» **Job**
Reproduce the data below word for word, keeping every line in its original order.

****

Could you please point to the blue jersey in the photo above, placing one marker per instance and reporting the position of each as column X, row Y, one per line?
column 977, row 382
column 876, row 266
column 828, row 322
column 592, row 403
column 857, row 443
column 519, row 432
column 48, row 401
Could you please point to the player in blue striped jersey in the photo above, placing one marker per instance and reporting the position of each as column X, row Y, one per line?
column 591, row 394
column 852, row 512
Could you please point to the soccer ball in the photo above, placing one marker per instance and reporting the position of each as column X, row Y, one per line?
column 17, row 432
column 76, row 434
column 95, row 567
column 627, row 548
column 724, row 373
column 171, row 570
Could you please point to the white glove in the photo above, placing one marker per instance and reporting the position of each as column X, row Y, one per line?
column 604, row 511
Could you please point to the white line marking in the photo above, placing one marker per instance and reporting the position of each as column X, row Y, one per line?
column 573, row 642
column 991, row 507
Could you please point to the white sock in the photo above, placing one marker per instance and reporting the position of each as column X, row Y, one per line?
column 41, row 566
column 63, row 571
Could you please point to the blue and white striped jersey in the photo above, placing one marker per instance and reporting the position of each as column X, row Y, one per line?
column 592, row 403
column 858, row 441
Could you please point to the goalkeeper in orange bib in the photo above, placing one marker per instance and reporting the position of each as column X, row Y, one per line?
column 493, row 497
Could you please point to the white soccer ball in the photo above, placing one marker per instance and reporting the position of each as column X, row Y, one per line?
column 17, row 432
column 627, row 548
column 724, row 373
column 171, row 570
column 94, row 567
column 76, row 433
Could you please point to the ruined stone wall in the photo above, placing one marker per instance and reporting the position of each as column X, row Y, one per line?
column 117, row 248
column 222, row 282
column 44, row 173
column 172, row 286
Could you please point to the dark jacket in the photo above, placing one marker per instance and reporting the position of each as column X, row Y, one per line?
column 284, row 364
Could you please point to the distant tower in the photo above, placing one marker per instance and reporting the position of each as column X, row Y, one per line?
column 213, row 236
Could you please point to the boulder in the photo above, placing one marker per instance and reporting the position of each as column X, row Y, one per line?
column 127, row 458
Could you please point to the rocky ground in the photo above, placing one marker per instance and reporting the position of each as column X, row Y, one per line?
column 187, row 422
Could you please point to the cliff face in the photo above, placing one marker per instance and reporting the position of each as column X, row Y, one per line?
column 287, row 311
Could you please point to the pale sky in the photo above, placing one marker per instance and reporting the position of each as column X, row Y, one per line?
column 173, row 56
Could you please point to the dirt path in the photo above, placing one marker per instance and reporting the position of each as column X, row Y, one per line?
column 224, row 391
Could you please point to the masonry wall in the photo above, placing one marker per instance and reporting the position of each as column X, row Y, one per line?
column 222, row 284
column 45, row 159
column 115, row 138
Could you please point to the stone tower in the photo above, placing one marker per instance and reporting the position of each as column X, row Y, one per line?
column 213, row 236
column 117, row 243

****

» **Solution**
Could you please point to the blue jersey in the photo above, placing one marker per instance and reporting the position of each as column X, row Y, one per line?
column 977, row 382
column 876, row 266
column 828, row 322
column 592, row 403
column 857, row 443
column 519, row 432
column 48, row 401
Could you please point to the player in blue striped jersey in the photo above, placing one marker per instance and reporting the position of each as column X, row Y, one per line?
column 591, row 394
column 852, row 512
Could you please point to the soccer ball in the photo above, placing one marker per instance and reporting the position of each as column X, row Y, one per line?
column 17, row 432
column 76, row 434
column 95, row 567
column 627, row 548
column 724, row 373
column 171, row 570
Could you please point to the white glove in the photo above, placing one marker per instance and reporting the position of each as column X, row Y, one per line?
column 604, row 511
Could you please point to the white line marking in the photo above, placing one marker per instance and reporting the position of each as column X, row Y, one per line?
column 573, row 642
column 991, row 507
Could you please point to the white sock in the photo above, placing one marker per instance and reporting the position of each as column X, row Y, one per line?
column 41, row 566
column 63, row 571
Could you please point to the blue and white striped jersey in the photo above, placing one marker per instance and reporting the position of each as column X, row Y, one per line?
column 592, row 403
column 858, row 441
Could you please point to the goalkeeper in orange bib in the photo above, placing one marker per instance and reporting the position of each as column X, row Y, one per line?
column 493, row 497
Could you please point to the white soccer ball in the photo above, placing one marker per instance and reporting the position of each as column X, row Y, one per line?
column 17, row 432
column 627, row 548
column 724, row 373
column 171, row 570
column 94, row 567
column 76, row 433
Could you please point to the ruined stone wall in the photo above, placing one marker per instance and reporting the position of each as column X, row Y, one per line?
column 117, row 248
column 222, row 282
column 44, row 173
column 172, row 286
Could you please point to the dark jacket in the photo above, placing one marker per instance and reporting the position of each as column X, row Y, one per line?
column 284, row 364
Could you please point to the distant tower in the photo above, placing one marker per instance and reporting the position of each as column X, row Y, one per line?
column 213, row 236
Could you please point to the boulder in the photo above, placing one marker per instance and reporting the position of each as column X, row Y, one per line?
column 127, row 458
Could you please point to the rocky ground in the photo above, placing one marker per instance and reporting the position of each as column X, row Y, one per line?
column 187, row 422
Could you please point to the cliff face in the photo above, placing one marker per instance and reporting the position of each as column X, row Y, one per line?
column 287, row 311
Could you please point to the pale sky in the photo above, placing one marker per instance and reporting the position of each as column X, row Y, one per line?
column 173, row 56
Could you please point to the dirt path in the photo above, placing one marker per instance and reporting the position of each as column X, row Y, one per line?
column 224, row 391
Could you please point to the masonry wall in the photo above, placing one marker per instance and reporting the position of each as column X, row Y, one per line?
column 222, row 284
column 45, row 159
column 115, row 138
Could you please point to the stone tower in the photo above, placing one marker per instance and reporting the position of each as column X, row Y, one per line?
column 213, row 236
column 117, row 243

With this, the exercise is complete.